▶ _WRITTEN TASKS_:
- a) Transcribe everything in the self-care advice from "You still have" down to "care of yourself.".
- b) Summarize the self-care advice in two sentences.
:: GIVEN TEXT
Watch your diet and take your vitamins, be physically active no matter what, take care of your skin, hair, teeth (all 3 extremely important). Sleep your 7-8 hours whenever you can. Spend time putting into place the right health habits. Don’t excessively drink, eat sugar, or do drugs. Do activities that bring you joy and spend time with people you care about. Spend some time daily outdoors and in the sun (wear sunscreen daily too of course). These aren’t guidelines, these are absolutely necessities if you want to continuously improve as a man and age like a fine wine into your late 20s and even 30s and 40s. 

You still have your youth, energy, collagen, strength, and now is the time to nurture it and take advantage of it because if you don’t you’re gonna start getting old way sooner than you think, especially with an IB lifestyle. Be proactive now and have the wisdom to prioritize yourself. Even if you cut out every single other thing during your analyst years to avoid “bottom bucket”, never cut out taking care of yourself.
::::
:: DATASET ROWS
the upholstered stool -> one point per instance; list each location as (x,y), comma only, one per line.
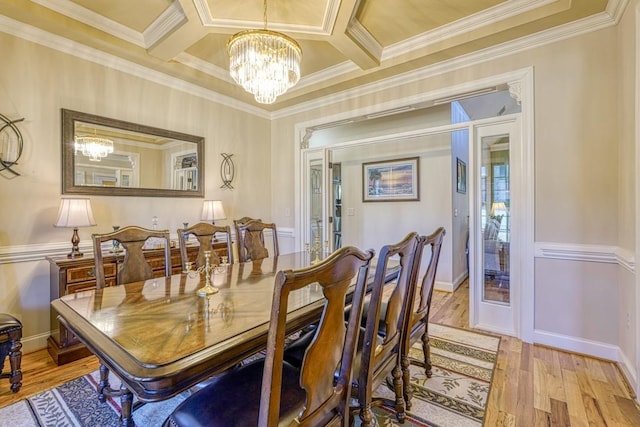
(10,336)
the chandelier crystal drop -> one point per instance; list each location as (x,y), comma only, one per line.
(265,63)
(93,147)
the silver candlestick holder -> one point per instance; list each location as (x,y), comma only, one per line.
(207,269)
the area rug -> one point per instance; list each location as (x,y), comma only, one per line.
(456,394)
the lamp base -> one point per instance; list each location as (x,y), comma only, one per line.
(75,240)
(207,290)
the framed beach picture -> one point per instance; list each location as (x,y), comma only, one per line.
(391,180)
(461,176)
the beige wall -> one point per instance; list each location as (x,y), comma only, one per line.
(584,140)
(627,233)
(576,170)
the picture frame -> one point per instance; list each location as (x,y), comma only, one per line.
(461,176)
(395,180)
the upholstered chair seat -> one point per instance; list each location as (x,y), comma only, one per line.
(235,399)
(271,392)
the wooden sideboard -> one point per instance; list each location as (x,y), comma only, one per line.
(75,275)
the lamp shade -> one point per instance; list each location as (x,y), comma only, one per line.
(212,210)
(75,213)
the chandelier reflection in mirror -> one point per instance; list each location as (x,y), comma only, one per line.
(93,147)
(265,63)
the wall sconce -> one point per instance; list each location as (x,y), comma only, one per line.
(74,213)
(212,210)
(227,170)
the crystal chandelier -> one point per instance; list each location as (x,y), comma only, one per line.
(265,63)
(93,147)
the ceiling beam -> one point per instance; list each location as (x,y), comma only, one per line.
(180,34)
(351,38)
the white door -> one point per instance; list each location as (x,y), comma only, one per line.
(316,180)
(495,206)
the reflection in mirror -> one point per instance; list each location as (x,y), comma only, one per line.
(112,157)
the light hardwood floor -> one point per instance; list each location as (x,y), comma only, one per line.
(532,385)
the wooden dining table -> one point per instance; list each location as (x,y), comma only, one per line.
(161,338)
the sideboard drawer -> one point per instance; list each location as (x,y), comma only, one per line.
(86,286)
(88,272)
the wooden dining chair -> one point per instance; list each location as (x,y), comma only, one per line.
(207,235)
(134,267)
(11,345)
(383,333)
(251,241)
(270,392)
(417,326)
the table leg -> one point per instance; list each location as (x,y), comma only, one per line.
(126,399)
(103,386)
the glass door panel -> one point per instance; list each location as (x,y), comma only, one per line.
(495,202)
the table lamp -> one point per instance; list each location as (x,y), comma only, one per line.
(212,210)
(74,213)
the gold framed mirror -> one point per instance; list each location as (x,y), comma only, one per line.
(109,157)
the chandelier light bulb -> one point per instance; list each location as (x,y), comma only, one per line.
(265,63)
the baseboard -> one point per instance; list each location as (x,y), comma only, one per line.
(444,286)
(577,345)
(628,370)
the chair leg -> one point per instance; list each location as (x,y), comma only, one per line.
(366,415)
(398,389)
(406,381)
(426,348)
(103,386)
(15,359)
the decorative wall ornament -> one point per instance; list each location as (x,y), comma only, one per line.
(227,171)
(10,144)
(515,90)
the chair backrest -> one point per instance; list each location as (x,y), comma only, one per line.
(206,235)
(381,354)
(134,267)
(333,345)
(250,240)
(419,315)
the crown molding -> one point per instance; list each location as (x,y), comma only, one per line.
(616,8)
(328,21)
(577,28)
(364,38)
(485,18)
(171,18)
(88,17)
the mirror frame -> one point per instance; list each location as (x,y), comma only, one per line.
(69,119)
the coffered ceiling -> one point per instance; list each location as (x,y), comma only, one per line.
(345,43)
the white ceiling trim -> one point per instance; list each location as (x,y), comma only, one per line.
(485,18)
(52,41)
(583,26)
(616,8)
(88,17)
(171,18)
(328,21)
(363,37)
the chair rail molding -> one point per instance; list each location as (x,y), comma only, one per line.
(586,253)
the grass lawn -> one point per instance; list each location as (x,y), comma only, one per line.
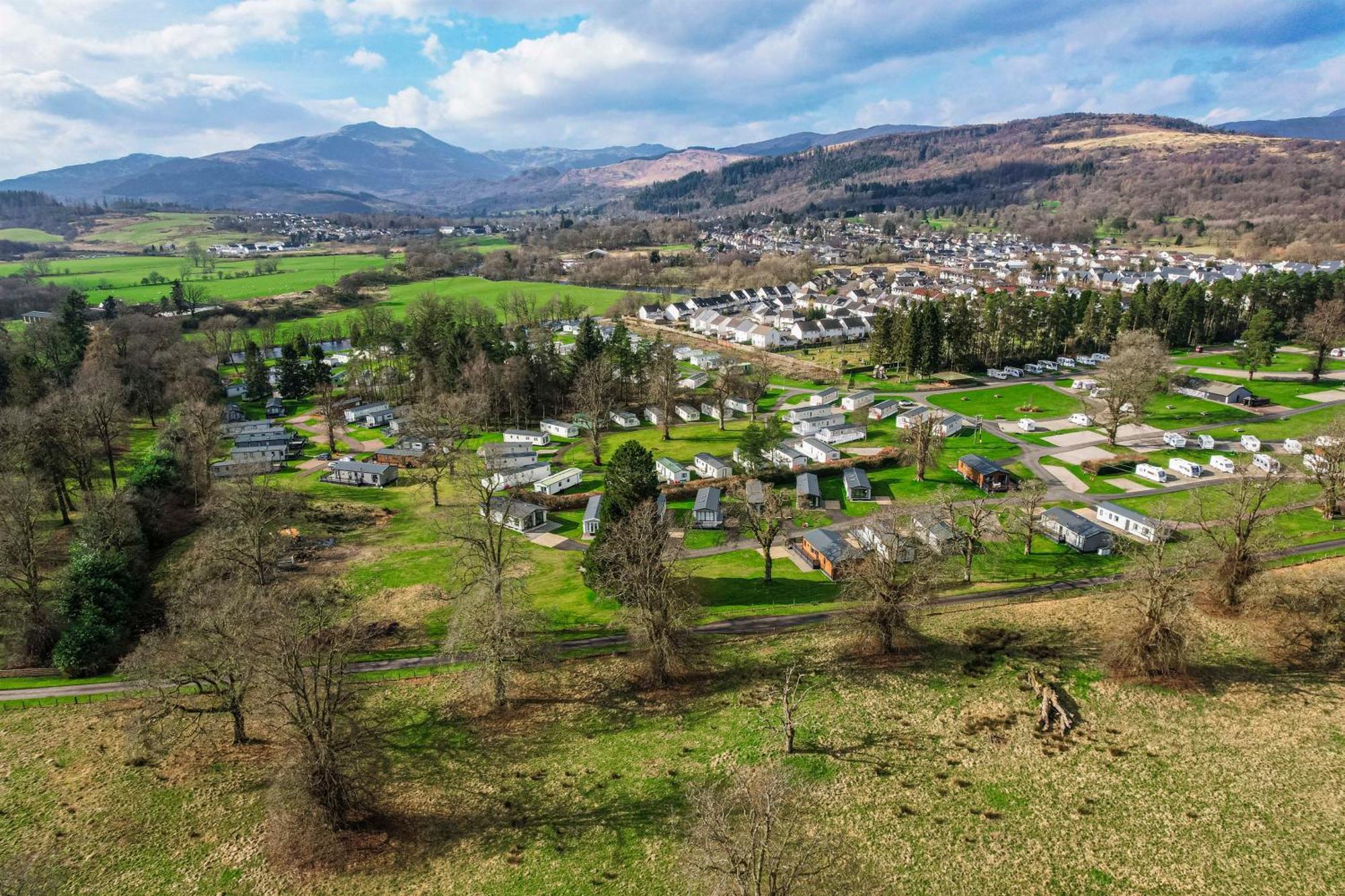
(1007,401)
(30,235)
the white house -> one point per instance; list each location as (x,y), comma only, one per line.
(670,470)
(711,467)
(560,428)
(556,483)
(1129,521)
(527,438)
(688,413)
(817,450)
(857,400)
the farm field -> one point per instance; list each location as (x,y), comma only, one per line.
(1005,401)
(30,235)
(956,775)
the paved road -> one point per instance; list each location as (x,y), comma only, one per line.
(738,626)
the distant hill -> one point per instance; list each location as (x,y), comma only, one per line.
(91,181)
(562,161)
(1330,127)
(808,139)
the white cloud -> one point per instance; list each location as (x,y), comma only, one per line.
(367,60)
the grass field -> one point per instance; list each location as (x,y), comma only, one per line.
(1007,401)
(927,770)
(29,235)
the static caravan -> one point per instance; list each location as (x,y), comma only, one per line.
(711,467)
(527,438)
(559,482)
(857,400)
(670,470)
(1187,467)
(560,428)
(1151,471)
(884,409)
(817,450)
(825,397)
(1129,521)
(1266,462)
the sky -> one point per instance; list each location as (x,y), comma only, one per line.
(88,80)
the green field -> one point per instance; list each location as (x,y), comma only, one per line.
(29,235)
(1005,403)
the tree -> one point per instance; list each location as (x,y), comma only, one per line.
(245,521)
(765,521)
(972,520)
(923,442)
(638,568)
(1233,517)
(665,389)
(594,396)
(26,551)
(208,655)
(492,622)
(1137,370)
(892,584)
(750,837)
(1159,631)
(1321,330)
(1260,342)
(1027,503)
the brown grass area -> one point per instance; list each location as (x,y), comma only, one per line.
(933,762)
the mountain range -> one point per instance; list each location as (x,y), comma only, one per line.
(368,167)
(1330,127)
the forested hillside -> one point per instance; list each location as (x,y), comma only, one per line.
(1062,178)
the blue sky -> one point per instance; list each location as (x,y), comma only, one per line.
(87,80)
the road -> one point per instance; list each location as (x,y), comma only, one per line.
(736,626)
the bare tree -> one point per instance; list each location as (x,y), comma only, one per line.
(923,442)
(1159,631)
(972,520)
(1137,372)
(492,623)
(894,583)
(750,838)
(26,553)
(245,521)
(1321,330)
(637,564)
(443,423)
(595,395)
(1233,517)
(665,385)
(208,655)
(1027,503)
(763,521)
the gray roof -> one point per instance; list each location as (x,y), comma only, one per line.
(708,499)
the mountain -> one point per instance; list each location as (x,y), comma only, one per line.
(808,139)
(85,182)
(1330,127)
(563,161)
(1061,177)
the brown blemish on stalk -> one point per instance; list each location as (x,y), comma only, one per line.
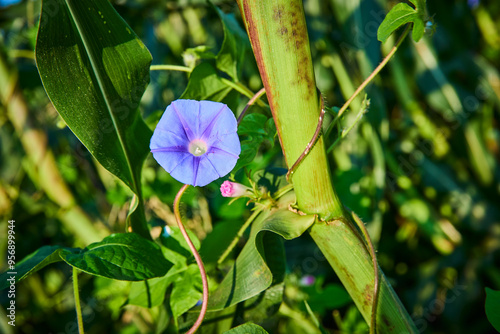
(253,34)
(293,31)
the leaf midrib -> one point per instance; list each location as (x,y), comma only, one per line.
(103,92)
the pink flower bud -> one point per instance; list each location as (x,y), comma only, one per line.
(233,189)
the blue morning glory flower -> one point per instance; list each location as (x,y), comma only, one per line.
(196,141)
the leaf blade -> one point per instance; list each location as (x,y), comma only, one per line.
(95,70)
(400,14)
(121,256)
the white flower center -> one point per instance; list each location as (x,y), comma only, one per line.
(197,147)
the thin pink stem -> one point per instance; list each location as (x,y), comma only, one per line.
(197,257)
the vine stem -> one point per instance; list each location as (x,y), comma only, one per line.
(257,95)
(197,257)
(376,283)
(77,301)
(364,109)
(370,77)
(311,142)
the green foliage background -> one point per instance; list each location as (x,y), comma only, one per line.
(421,168)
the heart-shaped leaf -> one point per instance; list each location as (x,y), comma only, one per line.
(205,84)
(401,14)
(121,256)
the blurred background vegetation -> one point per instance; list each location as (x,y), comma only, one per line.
(420,167)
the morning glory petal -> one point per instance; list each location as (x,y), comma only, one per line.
(222,161)
(229,143)
(166,138)
(196,141)
(206,173)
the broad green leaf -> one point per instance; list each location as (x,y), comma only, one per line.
(492,307)
(234,47)
(122,256)
(261,262)
(399,15)
(148,293)
(95,69)
(248,328)
(186,292)
(265,304)
(418,29)
(32,263)
(176,248)
(333,296)
(151,292)
(205,84)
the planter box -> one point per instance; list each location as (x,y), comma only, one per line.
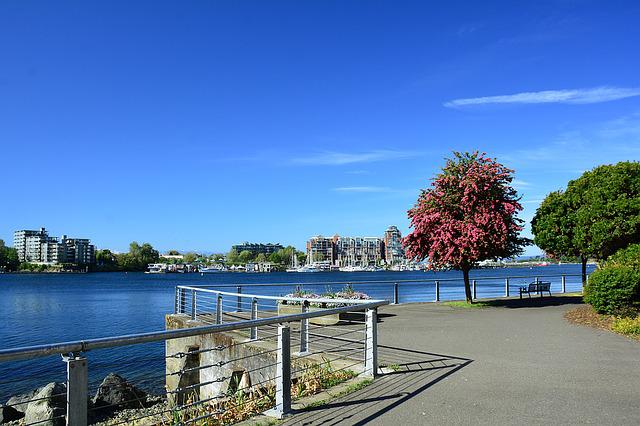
(297,309)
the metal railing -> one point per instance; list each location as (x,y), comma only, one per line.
(416,290)
(226,354)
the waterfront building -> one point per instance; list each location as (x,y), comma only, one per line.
(257,248)
(357,251)
(78,250)
(393,250)
(39,247)
(322,249)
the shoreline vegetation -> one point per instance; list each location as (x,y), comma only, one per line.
(32,268)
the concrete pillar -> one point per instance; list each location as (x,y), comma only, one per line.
(371,343)
(283,374)
(254,315)
(304,330)
(77,390)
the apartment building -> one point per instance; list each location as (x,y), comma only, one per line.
(257,248)
(39,247)
(322,249)
(357,251)
(393,250)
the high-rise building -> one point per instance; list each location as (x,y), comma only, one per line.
(321,249)
(394,252)
(257,248)
(39,247)
(357,251)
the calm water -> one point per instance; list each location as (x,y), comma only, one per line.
(38,309)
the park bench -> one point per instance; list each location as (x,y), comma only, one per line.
(537,287)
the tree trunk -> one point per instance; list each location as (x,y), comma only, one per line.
(467,285)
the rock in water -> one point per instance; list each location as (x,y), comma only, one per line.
(20,402)
(9,414)
(116,392)
(48,407)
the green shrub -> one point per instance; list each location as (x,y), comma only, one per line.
(614,290)
(628,326)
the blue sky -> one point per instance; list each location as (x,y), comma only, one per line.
(196,125)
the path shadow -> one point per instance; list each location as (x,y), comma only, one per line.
(534,302)
(412,373)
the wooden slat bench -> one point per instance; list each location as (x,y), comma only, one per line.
(537,287)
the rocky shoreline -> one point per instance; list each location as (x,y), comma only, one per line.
(114,401)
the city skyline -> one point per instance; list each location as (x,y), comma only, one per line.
(275,122)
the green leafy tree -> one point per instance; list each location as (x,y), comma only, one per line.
(138,258)
(598,214)
(106,260)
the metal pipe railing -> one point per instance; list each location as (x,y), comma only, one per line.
(38,351)
(382,282)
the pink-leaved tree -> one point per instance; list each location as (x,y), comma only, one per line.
(469,214)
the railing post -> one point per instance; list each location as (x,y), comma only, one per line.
(473,287)
(77,390)
(219,310)
(283,374)
(371,343)
(254,315)
(193,305)
(304,330)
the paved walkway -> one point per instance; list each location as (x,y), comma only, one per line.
(505,365)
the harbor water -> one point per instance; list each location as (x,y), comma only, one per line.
(48,308)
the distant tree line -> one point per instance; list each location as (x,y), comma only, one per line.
(280,257)
(137,259)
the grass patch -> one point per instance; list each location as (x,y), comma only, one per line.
(586,315)
(354,387)
(392,367)
(627,326)
(462,304)
(242,404)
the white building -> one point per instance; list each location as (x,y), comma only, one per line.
(39,247)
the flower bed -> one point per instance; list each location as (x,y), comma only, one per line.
(287,307)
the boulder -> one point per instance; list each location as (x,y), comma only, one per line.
(9,414)
(48,407)
(116,393)
(20,402)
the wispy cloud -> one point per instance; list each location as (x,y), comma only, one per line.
(519,184)
(567,96)
(334,158)
(362,189)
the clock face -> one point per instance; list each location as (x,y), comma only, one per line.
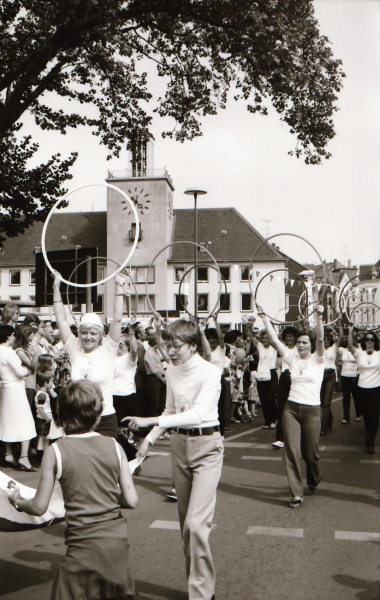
::::
▶ _ANSWERS IN ORDER_:
- a)
You still have your youth, energy, collagen, strength, and now is the time to nurture it and take advantage of it because if you don’t you’re gonna start getting old way sooner than you think, especially with an IB lifestyle. Be proactive now and have the wisdom to prioritize yourself. Even if you cut out every single other thing during your analyst years to avoid “bottom bucket”, never cut out taking care of yourself.

- b) The text lists habits it calls absolute necessities for a man who wants to keep improving and age well: watching his diet, taking vitamins, staying physically active, caring for skin, hair, and teeth, sleeping 7-8 hours, avoiding excessive drinking, sugar, and drugs, doing joyful activities with people he cares about, and spending daily time outdoors with sunscreen. It urges readers to nurture their youth and energy now, before an IB lifestyle ages them sooner than expected, and never to cut out taking care of themselves during the analyst years, even if everything else goes.